11.2.08

PJK


El 10 de febrero de 1996, cuando lanzó la frase que encabeza esta página, el hombre era gobernador de Santa Cruz. A la frase, sin embargo, le falta un cuarto modo de convencer a propios o extraños que Kirchner conoce (y aplica) muy bien.

Por Edi Zunino

En política hay tres métodos. Uno: convencer naturalmente. Dos: convencer por el temor. Y si no se puede con ninguno de esos dos, hay otro método: se terminó, andate.”
Néstor Carlos Kirchner.

El 10 de febrero de 1996, cuando lanzó la frase que encabeza esta página, el hombre era gobernador de Santa Cruz. A la frase, sin embargo, le falta un cuarto modo de convencer a propios o extraños que Kirchner conoce (y aplica) muy bien. Se trata de una variante intermedia entre el punto 1 (“convencer naturalmente”) y el punto 2 (convencer por temor”). Podría sintetizárselo así: “Billetera mata rival”.
Lo concreto es que, hace hoy 12 años exactos, Kirchner venía de ser reelecto como parte de la ola reeleccionista encabezada por Carlos Saúl Menem a nivel nacional y recién empezaba a diferenciarse del caudillo riojano, anticipándose a su previsible desgaste. Entonces ya era un obsesivo del PJ, esa estructura apabullante que pasa a ser un “aparato pasado de moda” cuando lo manejan otros y que, en breve, se dará el gustazo de comandar. Decía el Pingüino, por aquellos días: “La conducción del partido implementa procedimientos feudales, parece tener sólo un jefe y un empleado.” “Somos la minoría testimonial dentro del PJ, un espacio sólido alternativo.”

> **Objetivo del ejercicio**:
Sigue escribiendo el texto sobre Kirchner y el PJ a partir de la última oración de arriba.

> **Datos**:
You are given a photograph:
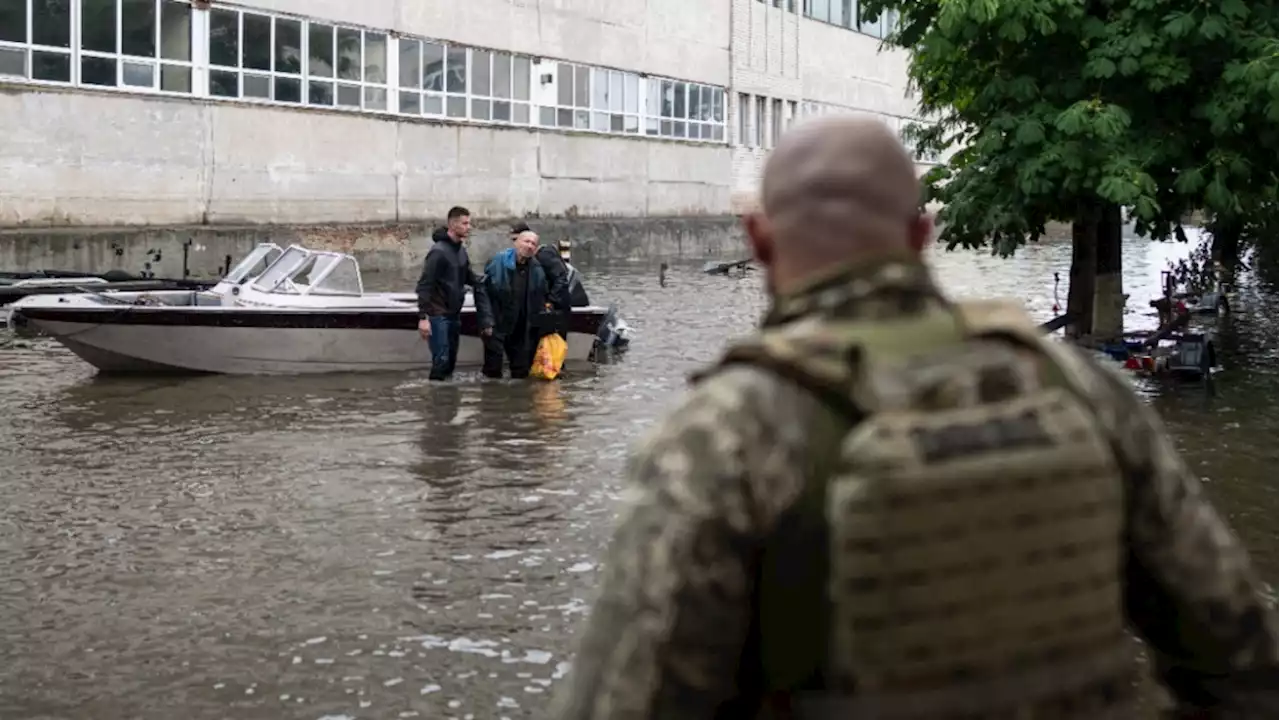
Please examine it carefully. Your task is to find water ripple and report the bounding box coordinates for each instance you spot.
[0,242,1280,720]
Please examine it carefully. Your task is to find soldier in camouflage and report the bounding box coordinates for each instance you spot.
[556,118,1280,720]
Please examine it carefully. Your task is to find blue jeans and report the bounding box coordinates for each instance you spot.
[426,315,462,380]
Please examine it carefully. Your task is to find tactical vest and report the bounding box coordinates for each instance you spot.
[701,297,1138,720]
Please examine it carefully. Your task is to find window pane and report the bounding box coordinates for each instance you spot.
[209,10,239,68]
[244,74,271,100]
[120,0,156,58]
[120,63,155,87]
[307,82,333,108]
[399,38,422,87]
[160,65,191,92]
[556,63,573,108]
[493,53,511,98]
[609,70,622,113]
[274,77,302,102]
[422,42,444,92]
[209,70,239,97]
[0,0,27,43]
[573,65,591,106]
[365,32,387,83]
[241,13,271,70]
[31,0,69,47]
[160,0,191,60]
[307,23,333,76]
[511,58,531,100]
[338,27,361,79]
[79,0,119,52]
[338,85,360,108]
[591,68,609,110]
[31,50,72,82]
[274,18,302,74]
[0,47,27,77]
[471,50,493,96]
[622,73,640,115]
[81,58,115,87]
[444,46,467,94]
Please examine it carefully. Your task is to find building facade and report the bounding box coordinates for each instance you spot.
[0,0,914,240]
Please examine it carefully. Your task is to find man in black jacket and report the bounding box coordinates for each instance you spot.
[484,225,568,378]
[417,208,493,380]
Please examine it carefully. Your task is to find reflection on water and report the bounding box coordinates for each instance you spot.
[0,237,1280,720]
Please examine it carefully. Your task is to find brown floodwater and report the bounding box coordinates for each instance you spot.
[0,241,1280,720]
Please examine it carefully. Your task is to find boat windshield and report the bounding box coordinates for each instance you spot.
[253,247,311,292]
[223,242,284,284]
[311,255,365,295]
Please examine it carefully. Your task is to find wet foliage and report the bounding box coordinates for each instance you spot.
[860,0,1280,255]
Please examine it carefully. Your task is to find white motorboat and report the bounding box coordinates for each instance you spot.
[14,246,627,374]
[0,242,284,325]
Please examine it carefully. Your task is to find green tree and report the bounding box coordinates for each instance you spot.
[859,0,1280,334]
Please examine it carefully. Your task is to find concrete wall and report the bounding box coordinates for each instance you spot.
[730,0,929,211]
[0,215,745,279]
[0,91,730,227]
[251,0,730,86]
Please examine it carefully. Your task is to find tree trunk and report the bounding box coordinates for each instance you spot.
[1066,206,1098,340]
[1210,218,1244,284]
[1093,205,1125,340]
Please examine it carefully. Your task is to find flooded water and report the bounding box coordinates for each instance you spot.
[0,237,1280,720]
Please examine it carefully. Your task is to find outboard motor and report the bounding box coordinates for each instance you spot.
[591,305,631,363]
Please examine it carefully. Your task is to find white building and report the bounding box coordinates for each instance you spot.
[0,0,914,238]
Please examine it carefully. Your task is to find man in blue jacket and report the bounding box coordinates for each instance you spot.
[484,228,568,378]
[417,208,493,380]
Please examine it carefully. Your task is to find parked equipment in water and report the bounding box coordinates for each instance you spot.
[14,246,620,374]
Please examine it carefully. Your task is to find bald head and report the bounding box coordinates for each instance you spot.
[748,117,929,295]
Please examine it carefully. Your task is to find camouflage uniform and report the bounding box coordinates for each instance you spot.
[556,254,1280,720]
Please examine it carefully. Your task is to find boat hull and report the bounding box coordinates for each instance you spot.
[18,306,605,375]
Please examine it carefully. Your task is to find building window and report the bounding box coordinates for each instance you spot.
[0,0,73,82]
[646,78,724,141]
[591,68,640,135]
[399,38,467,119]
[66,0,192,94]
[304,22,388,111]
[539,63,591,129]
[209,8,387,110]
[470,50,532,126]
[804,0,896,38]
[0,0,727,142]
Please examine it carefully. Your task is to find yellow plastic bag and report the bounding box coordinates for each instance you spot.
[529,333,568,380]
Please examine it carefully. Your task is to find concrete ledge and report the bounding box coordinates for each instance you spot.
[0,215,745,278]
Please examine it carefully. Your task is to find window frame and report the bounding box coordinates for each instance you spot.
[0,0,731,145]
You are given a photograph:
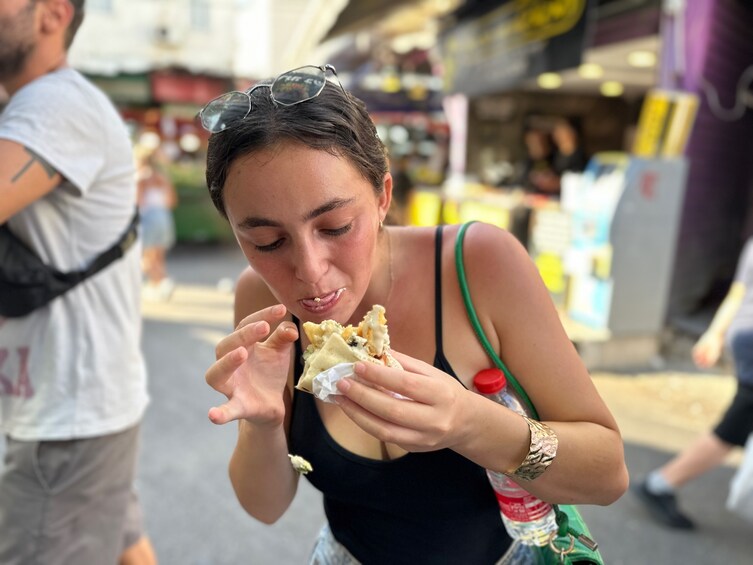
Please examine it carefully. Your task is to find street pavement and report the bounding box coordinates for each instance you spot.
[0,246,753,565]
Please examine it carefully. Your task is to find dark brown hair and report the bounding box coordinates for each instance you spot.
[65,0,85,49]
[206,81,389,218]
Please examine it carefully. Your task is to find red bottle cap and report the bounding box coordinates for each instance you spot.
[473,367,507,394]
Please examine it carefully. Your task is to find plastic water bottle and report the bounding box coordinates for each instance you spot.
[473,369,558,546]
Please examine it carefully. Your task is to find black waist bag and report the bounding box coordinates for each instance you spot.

> **Respuesta escrita**:
El “jefe” era Menem. Y Eduardo Duhalde, el empleado. En dicha “minoría testimonial” empezaban a brillar Kirchner, su esposa, el porteño Gustavo Beliz y el mendocino José Octavio Bordón, quien quería volver al calorcito pejotista tras conseguir 5.000.000 de votos, aliado a Chacho Alvarez contra Menem. Recién a partir de 2003, tras el tole-tole heredado de la Alianza armada por Chacho con la UCR, se sabría que los Kirchner manejaban su provincia con criterios feudales demasiado similares a los que cuestionaba.
En 2003, Kirchner llegó casi de carambola a la Presidencia de la Nación, gracias al apoyo por descarte de Duhalde, quien poco después pasó a ser otra vez uno de sus grandes enemigos y ahora quizá vuelva a convertirse en uno de sus más caros aliados, Roberto Lavagna mediante, por convicción, por temor o por lo que sea. Gustavo Beliz fue su primer ministro estrella, hasta que Kirchner le dijo “se terminó, andate”. Y Beliz se fue, como se había ido del gobierno de Menem: denunciando corrupción. Sería interesante recordar que, hace 12 años exactos, cuando Kirchner se acercó a Beliz para diferenciarse de Menem, tampoco se diferenció tanto.
Pese a los desplantes de Beliz, Kirchner sostuvo hasta último momento que Menem era “totalmente ajeno a esas cosas”. Se excusaba así: “Yo no sé nada de eso, estoy a 3.000 kilómetros. Si no, honestamente lo digo, haría todas las denuncias que correspondan”. Después parece que supo algo. O le resultó conveniente saberlo. Qué más da... Lavagna también se fue del gobierno de Kirchner hablando pestes, aunque sin énfasis, de una supuesta “cartelización de la obra pública” en favor de un presunto “capitalismo para los amigos”. Pero como Lavagna no suele poner énfasis a prácticamente nada, todo el mundo entendió que se estaba revelando ante una manera bastante mafiosa de administrar los fondos del Estado.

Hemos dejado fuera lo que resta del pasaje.